◆ **What you have to do**: Go through the material and copy each line that includes "white".

◆ **Task inputs**:

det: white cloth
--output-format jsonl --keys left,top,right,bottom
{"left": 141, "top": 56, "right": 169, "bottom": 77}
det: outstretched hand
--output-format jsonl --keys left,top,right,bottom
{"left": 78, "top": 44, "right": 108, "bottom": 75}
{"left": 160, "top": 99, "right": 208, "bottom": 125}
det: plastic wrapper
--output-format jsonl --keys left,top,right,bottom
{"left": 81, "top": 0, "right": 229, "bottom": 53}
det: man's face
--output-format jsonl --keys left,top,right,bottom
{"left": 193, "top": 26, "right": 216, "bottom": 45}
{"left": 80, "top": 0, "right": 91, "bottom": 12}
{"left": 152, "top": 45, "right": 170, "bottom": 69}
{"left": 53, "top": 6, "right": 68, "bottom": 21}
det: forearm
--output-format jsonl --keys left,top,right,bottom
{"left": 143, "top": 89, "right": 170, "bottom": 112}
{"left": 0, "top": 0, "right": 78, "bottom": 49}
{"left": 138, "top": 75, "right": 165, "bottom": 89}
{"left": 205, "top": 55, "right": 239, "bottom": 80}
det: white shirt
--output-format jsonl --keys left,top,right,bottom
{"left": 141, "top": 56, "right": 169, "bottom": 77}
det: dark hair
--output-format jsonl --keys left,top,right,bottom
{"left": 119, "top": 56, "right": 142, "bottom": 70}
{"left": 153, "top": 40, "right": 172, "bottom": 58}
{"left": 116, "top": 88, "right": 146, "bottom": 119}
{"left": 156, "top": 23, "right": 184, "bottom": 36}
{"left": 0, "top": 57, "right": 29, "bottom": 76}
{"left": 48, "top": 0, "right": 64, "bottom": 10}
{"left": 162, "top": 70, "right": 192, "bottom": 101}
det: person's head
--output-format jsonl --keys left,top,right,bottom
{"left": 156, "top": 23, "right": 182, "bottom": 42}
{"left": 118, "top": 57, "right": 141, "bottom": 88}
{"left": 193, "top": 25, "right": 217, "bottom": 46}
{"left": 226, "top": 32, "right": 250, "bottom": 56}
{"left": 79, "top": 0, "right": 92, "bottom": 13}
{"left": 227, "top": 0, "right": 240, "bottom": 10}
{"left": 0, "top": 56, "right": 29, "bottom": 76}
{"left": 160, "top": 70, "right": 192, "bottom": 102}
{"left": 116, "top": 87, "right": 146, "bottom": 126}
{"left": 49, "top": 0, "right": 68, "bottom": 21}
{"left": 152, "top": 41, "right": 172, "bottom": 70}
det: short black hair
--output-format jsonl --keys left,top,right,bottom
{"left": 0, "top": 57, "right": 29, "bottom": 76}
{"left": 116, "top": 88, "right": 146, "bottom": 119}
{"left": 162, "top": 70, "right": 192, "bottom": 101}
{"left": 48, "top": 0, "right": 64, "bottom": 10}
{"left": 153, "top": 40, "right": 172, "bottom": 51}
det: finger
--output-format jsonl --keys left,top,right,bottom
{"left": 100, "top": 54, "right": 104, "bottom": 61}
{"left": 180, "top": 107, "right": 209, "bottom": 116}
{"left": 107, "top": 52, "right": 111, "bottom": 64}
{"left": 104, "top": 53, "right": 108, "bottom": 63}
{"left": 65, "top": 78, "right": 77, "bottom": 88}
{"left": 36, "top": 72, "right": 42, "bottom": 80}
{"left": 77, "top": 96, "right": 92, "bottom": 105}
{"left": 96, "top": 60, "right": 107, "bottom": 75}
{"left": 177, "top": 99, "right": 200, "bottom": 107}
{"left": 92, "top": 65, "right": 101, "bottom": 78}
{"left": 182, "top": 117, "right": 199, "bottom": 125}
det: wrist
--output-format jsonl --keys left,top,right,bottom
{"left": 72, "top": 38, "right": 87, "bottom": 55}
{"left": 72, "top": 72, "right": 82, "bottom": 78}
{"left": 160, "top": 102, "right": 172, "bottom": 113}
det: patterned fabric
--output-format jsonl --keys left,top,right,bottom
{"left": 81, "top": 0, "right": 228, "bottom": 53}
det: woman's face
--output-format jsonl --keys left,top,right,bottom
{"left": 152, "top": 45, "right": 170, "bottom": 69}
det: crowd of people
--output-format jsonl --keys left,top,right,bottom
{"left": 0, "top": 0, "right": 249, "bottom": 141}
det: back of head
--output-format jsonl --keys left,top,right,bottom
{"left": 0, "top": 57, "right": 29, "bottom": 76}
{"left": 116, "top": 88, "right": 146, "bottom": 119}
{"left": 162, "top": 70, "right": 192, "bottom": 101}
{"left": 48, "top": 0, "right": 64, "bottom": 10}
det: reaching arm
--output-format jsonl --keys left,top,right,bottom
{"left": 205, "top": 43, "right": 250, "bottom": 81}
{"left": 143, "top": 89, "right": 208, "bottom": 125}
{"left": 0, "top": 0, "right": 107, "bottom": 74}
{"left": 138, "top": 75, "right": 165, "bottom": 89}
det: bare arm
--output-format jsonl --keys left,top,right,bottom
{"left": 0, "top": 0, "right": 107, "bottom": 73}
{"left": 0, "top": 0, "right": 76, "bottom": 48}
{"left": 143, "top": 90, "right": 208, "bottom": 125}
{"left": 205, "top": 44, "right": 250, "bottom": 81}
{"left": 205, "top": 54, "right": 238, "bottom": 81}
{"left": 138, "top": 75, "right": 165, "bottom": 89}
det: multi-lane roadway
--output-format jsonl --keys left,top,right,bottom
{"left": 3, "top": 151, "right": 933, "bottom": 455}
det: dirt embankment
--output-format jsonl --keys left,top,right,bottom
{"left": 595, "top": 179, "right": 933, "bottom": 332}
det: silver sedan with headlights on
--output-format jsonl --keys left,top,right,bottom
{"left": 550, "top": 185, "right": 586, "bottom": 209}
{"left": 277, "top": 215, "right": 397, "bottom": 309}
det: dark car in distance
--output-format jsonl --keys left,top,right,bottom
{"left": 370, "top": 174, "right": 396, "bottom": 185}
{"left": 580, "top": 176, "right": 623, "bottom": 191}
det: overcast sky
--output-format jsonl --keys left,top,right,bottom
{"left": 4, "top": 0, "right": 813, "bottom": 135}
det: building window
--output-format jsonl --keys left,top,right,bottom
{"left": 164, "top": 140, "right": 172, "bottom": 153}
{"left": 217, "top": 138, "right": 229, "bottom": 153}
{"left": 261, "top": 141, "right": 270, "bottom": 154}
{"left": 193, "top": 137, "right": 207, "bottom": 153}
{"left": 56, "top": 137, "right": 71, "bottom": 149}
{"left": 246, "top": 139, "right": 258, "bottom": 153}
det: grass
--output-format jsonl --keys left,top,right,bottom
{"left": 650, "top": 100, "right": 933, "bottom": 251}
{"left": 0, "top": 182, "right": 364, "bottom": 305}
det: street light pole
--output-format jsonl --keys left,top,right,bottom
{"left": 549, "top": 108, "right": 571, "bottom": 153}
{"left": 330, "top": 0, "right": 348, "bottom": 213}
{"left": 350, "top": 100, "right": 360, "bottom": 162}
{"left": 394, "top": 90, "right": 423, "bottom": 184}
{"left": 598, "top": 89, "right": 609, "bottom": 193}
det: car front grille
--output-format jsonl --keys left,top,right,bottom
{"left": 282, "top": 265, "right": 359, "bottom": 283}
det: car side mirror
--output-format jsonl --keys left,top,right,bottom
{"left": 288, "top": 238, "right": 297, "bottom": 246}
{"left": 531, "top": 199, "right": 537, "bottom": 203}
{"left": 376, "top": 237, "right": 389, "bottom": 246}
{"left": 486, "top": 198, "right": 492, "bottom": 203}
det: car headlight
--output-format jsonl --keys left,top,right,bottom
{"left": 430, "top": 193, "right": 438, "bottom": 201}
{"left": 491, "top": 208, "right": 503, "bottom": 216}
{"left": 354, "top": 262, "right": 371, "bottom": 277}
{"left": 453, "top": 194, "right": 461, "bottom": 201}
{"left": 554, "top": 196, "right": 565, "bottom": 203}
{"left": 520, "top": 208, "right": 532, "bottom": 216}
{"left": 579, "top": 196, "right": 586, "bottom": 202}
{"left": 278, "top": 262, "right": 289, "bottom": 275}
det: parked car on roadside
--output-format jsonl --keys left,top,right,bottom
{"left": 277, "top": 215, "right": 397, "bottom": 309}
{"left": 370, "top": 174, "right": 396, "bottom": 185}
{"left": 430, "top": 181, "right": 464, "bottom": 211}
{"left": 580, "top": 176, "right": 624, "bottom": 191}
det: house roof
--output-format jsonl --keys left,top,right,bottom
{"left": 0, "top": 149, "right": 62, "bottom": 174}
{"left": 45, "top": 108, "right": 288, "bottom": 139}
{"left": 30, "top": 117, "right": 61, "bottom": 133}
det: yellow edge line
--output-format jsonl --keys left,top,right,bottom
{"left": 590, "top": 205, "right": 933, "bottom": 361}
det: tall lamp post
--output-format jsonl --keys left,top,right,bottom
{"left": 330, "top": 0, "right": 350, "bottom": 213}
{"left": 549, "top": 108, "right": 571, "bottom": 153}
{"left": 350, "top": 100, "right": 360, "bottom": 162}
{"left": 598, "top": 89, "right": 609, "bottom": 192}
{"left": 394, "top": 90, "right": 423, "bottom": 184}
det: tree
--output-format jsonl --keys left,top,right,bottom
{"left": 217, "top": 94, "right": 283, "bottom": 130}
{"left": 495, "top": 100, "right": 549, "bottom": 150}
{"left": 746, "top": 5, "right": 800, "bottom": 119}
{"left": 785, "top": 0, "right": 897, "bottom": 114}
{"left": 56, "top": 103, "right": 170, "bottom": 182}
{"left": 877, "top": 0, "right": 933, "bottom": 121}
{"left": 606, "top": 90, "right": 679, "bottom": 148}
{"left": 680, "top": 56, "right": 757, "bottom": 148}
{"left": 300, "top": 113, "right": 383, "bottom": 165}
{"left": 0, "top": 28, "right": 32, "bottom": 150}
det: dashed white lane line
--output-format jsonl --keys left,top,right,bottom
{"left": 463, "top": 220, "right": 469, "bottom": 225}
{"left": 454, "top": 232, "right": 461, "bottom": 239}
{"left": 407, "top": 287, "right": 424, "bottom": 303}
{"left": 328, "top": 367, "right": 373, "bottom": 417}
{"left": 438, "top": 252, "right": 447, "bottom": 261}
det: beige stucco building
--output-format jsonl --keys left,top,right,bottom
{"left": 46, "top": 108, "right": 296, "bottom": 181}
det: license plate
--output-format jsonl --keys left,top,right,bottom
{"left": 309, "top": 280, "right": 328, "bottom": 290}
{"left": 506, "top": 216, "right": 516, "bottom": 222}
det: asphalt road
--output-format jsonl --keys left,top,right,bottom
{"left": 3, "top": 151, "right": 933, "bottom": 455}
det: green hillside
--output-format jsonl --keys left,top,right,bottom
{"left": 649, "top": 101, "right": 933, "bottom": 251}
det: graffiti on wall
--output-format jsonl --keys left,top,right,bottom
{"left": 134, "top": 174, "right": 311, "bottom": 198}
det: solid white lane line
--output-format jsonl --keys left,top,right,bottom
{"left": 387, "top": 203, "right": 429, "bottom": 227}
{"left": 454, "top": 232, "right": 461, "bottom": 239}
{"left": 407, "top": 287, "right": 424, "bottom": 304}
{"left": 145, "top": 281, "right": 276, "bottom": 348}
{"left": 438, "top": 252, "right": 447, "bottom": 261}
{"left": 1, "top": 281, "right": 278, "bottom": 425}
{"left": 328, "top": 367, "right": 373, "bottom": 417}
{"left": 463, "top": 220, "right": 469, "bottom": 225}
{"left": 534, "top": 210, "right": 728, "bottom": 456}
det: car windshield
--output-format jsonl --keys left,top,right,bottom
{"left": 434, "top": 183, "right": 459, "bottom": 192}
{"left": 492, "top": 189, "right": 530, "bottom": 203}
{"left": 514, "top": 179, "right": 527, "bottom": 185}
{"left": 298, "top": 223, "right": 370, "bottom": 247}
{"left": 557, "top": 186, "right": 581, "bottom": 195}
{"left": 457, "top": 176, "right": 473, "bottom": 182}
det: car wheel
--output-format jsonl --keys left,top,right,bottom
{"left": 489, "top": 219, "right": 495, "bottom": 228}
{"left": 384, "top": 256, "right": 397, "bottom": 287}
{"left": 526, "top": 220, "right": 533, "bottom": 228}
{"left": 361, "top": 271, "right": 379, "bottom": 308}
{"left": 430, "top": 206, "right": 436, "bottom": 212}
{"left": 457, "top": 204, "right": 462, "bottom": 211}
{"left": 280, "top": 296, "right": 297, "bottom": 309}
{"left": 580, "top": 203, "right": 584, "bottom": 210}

◆ **Solution to this exercise**:
det: white cloth
det: white shirt
det: dashed white lane line
det: solid white lane line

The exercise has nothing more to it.